> [TASK ITEM]:
Return the whole listing exactly as written.

> [LISTED ENTRIES]:
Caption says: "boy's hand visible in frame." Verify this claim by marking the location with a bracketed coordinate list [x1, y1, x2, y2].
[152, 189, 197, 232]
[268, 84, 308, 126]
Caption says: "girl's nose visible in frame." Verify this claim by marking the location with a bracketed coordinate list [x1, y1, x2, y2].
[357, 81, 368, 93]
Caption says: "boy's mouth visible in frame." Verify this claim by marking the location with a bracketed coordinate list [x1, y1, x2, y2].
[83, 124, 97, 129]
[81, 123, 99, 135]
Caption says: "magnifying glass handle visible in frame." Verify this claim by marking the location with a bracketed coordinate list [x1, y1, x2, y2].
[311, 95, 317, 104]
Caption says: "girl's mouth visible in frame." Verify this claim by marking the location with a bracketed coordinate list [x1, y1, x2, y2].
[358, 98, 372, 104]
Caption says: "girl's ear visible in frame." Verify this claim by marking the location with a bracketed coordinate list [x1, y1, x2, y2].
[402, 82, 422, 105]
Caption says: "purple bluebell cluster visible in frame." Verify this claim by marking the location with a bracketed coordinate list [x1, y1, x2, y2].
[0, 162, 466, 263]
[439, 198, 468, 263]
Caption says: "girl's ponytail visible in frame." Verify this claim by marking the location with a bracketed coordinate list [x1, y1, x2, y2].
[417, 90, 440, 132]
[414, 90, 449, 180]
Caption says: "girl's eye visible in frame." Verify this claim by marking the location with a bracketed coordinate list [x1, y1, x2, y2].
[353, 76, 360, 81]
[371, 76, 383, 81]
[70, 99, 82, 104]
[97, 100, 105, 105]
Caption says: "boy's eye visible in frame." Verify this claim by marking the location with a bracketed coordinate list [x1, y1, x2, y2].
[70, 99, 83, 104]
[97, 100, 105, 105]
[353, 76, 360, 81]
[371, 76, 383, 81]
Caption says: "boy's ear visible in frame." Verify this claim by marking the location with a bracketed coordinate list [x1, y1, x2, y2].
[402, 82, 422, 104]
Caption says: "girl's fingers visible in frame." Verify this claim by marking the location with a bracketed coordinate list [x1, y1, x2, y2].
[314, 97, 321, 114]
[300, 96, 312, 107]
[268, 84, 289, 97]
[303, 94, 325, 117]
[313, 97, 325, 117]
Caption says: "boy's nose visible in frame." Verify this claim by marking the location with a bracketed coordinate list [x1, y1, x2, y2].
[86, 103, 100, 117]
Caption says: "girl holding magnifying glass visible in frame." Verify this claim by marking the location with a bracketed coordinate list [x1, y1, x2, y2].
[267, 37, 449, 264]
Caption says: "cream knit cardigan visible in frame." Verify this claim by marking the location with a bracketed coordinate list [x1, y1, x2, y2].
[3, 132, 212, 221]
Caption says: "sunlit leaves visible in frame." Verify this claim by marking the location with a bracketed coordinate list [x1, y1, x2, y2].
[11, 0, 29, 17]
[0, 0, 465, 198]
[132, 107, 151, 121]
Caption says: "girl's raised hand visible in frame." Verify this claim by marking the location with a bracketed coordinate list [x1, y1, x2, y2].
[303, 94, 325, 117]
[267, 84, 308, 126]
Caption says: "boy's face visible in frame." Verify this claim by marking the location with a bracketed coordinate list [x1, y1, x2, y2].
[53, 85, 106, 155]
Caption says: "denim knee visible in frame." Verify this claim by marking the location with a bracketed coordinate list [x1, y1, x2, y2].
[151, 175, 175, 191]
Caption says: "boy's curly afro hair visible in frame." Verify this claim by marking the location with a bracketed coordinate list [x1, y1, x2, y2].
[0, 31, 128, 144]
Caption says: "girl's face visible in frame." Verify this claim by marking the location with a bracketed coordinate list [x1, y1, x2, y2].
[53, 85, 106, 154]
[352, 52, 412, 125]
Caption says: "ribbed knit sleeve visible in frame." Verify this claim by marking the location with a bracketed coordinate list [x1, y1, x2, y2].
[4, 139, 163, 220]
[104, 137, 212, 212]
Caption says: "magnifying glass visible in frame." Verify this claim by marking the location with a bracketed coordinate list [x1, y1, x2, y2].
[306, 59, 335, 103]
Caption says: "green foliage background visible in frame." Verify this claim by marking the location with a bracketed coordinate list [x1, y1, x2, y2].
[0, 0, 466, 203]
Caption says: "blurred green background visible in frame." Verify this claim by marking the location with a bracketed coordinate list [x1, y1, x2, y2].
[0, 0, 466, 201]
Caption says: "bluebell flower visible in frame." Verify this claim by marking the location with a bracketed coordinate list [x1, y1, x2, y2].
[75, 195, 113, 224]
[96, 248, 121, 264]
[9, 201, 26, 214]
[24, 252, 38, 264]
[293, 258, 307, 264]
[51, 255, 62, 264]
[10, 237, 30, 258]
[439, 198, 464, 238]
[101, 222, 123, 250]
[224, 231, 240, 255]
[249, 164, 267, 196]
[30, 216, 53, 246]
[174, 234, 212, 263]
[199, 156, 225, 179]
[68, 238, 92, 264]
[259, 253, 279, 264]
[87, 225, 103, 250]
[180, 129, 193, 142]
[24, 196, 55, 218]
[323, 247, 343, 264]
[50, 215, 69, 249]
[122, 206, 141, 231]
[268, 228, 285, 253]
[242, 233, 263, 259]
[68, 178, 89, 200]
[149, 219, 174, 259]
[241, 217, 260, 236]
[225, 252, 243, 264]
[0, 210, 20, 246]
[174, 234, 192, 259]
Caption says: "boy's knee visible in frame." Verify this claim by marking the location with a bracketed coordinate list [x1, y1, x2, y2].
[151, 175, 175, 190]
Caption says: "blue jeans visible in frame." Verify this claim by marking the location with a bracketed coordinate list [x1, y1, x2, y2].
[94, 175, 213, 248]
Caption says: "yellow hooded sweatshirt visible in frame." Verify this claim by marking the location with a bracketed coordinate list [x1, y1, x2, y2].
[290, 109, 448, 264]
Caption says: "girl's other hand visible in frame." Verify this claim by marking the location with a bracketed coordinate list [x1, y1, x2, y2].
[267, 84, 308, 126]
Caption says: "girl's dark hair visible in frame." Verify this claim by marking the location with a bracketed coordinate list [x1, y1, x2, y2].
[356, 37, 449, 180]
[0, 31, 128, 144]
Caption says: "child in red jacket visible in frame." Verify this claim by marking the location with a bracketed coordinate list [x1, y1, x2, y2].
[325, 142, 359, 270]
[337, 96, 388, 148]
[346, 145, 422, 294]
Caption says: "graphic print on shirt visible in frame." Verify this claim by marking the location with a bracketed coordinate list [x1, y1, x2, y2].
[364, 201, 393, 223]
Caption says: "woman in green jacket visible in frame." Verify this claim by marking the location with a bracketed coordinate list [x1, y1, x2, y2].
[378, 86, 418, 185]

> [OUTPUT]:
Caption says: "boy's hand visible in frame." Verify this claim by marking the location with a bracketed coordinate list [x1, y1, x2, y2].
[152, 189, 197, 232]
[268, 84, 308, 126]
Caption says: "girl's nose visible in frame." Verify this claim by marking the location with a bracketed coordinate list [x1, y1, x2, y2].
[357, 81, 368, 93]
Caption says: "boy's mouth visible in frame." Verify this claim by marking the location with a bracketed coordinate list [x1, y1, x2, y2].
[83, 124, 97, 129]
[81, 123, 99, 135]
Caption says: "magnifying glass handle visible in frame." Verify this claim by marking the location with a bracketed coordinate list [x1, y1, x2, y2].
[311, 95, 317, 104]
Caption says: "girl's mouth visible in frame." Verify this claim by marking the location with a bracketed coordinate list [x1, y1, x2, y2].
[358, 98, 372, 104]
Caption says: "girl's ear visible in frame." Verify this claim by marking the location with a bracketed coordinate list [x1, y1, x2, y2].
[402, 82, 422, 105]
Caption says: "purple bluebell cluster visible in frame." Verify this claim by marking the location with a bracketed coordinate list [x1, y1, x2, y2].
[0, 162, 466, 263]
[439, 198, 468, 263]
Caption says: "girl's ponytail visible in frame." Verify this claim by marking the location with a bracketed coordinate list [x1, y1, x2, y2].
[417, 90, 440, 132]
[414, 90, 449, 180]
Caption says: "girl's eye visible in frame." Verify this claim by marking the location with a bracketed coordinate list [x1, y1, x2, y2].
[353, 76, 360, 81]
[371, 76, 383, 81]
[70, 99, 82, 104]
[97, 100, 105, 105]
Caption says: "boy's eye visible in frame." Verify this claim by marking the location with a bracketed coordinate list [x1, y1, x2, y2].
[70, 99, 83, 104]
[97, 100, 105, 105]
[353, 76, 360, 81]
[371, 76, 383, 81]
Caption says: "boy's ear visible in frame." Verify this claim by marking the location with a bracketed coordinate list [x1, y1, x2, y2].
[402, 82, 422, 104]
Caption says: "girl's fingers visible in frame." Verify this claim by marking the location with a bracketed coordinate list [x1, y1, x2, y2].
[314, 97, 321, 114]
[300, 96, 312, 107]
[268, 84, 289, 97]
[303, 94, 325, 117]
[313, 97, 325, 117]
Caption says: "boy's nose visible in frame." Verify this claim by marking the location with a bracketed coordinate list [x1, y1, x2, y2].
[86, 103, 100, 117]
Caption says: "girl holding magnifying glass visible in frame." Verify this claim by marking the location with a bracketed coordinate list [x1, y1, x2, y2].
[267, 37, 449, 264]
Caption says: "cream knit cardigan visible in frame." Verify this claim by marking the location with a bracketed coordinate list [x1, y1, x2, y2].
[3, 132, 212, 221]
Caption says: "sunlit leaves visible in frame." Verify this claim by marking the location with a bracketed coordinate list [x1, y1, x2, y2].
[11, 0, 29, 17]
[0, 0, 465, 198]
[132, 107, 151, 121]
Caption says: "girl's raised hand visible in frame." Verify this claim by marking the location with a bracketed coordinate list [x1, y1, x2, y2].
[303, 94, 325, 117]
[267, 84, 308, 126]
Caption says: "boy's face visible in frame." Verify this claim by marking the location with a bracketed coordinate list [x1, y1, x2, y2].
[53, 85, 106, 155]
Caption says: "denim knee visible in frame." Verify this claim by marking the location with a bracketed coordinate list [x1, y1, x2, y2].
[151, 175, 175, 191]
Caption says: "boy's curly afro hair visible in frame." Verify this claim by marking the location with a bracketed coordinate list [x1, y1, x2, y2].
[0, 31, 128, 144]
Caption says: "girl's face visible in frame." Verify this claim by marking the location with a bracketed coordinate list [x1, y1, x2, y2].
[53, 85, 106, 154]
[352, 52, 412, 125]
Caption says: "ribbed knit sleeve visible in frame." Verify this claim by marking the location with a bracketed coordinate list [x1, y1, x2, y2].
[4, 139, 163, 220]
[104, 137, 212, 212]
Caption says: "magnifying glass visible in frame." Verify this claim by marking the location with a bracketed coordinate list [x1, y1, x2, y2].
[306, 59, 335, 103]
Caption says: "green foliage background visible in frame." Verify this claim by marking the location with a bracketed coordinate list [x1, y1, x2, y2].
[0, 0, 466, 203]
Caption says: "blurred green background visible in frame." Verify this claim by marking the location with a bracketed coordinate list [x1, y1, x2, y2].
[0, 0, 466, 201]
Caption says: "bluebell flower visible in frame." Verify this claim by marking the location with a bracketed coordinate list [x1, y1, x2, y2].
[75, 195, 113, 224]
[96, 248, 121, 264]
[9, 201, 26, 214]
[24, 252, 38, 264]
[293, 258, 307, 264]
[51, 255, 62, 264]
[10, 237, 30, 258]
[439, 198, 464, 238]
[101, 222, 123, 250]
[224, 231, 240, 255]
[249, 164, 267, 196]
[30, 216, 53, 246]
[174, 234, 212, 263]
[199, 156, 225, 179]
[68, 238, 92, 264]
[259, 253, 279, 264]
[87, 225, 103, 250]
[180, 129, 193, 142]
[24, 196, 55, 218]
[323, 247, 343, 264]
[50, 215, 69, 249]
[122, 206, 141, 231]
[268, 228, 285, 253]
[242, 233, 263, 259]
[68, 178, 89, 200]
[149, 219, 174, 259]
[241, 217, 260, 236]
[225, 252, 243, 264]
[0, 210, 20, 246]
[174, 234, 192, 259]
Caption says: "boy's knee visible in frame." Verify this claim by marking the location with a bracketed coordinate list [x1, y1, x2, y2].
[151, 175, 175, 190]
Caption says: "blue jeans visible in frame." Verify this claim by marking the location with a bracketed coordinate list [x1, y1, x2, y2].
[94, 175, 213, 248]
Caption says: "yellow hooded sweatshirt visible in frame." Verify this claim by marking the location with a bracketed coordinate list [x1, y1, x2, y2].
[290, 109, 448, 264]
Caption says: "girl's other hand visible in frame." Verify this claim by marking the location with a bracketed coordinate list [x1, y1, x2, y2].
[267, 84, 308, 126]
Caption says: "girl's dark hair visible in frame." Verify this claim by marking the location with a bracketed coordinate list [x1, y1, x2, y2].
[356, 37, 449, 180]
[0, 31, 128, 144]
Caption says: "child in red jacket visible in frame." Verify this claim by marking the location with a bracketed coordinate list [x1, y1, x2, y2].
[325, 142, 359, 270]
[337, 96, 388, 148]
[346, 145, 422, 294]
Caption says: "graphic print on shirt visible in frame." Verify this claim by marking the location with a bracketed coordinate list [x1, y1, x2, y2].
[364, 201, 393, 223]
Caption says: "woman in green jacket visible in frame." Verify this claim by marking the location with a bracketed coordinate list [x1, y1, x2, y2].
[378, 86, 418, 185]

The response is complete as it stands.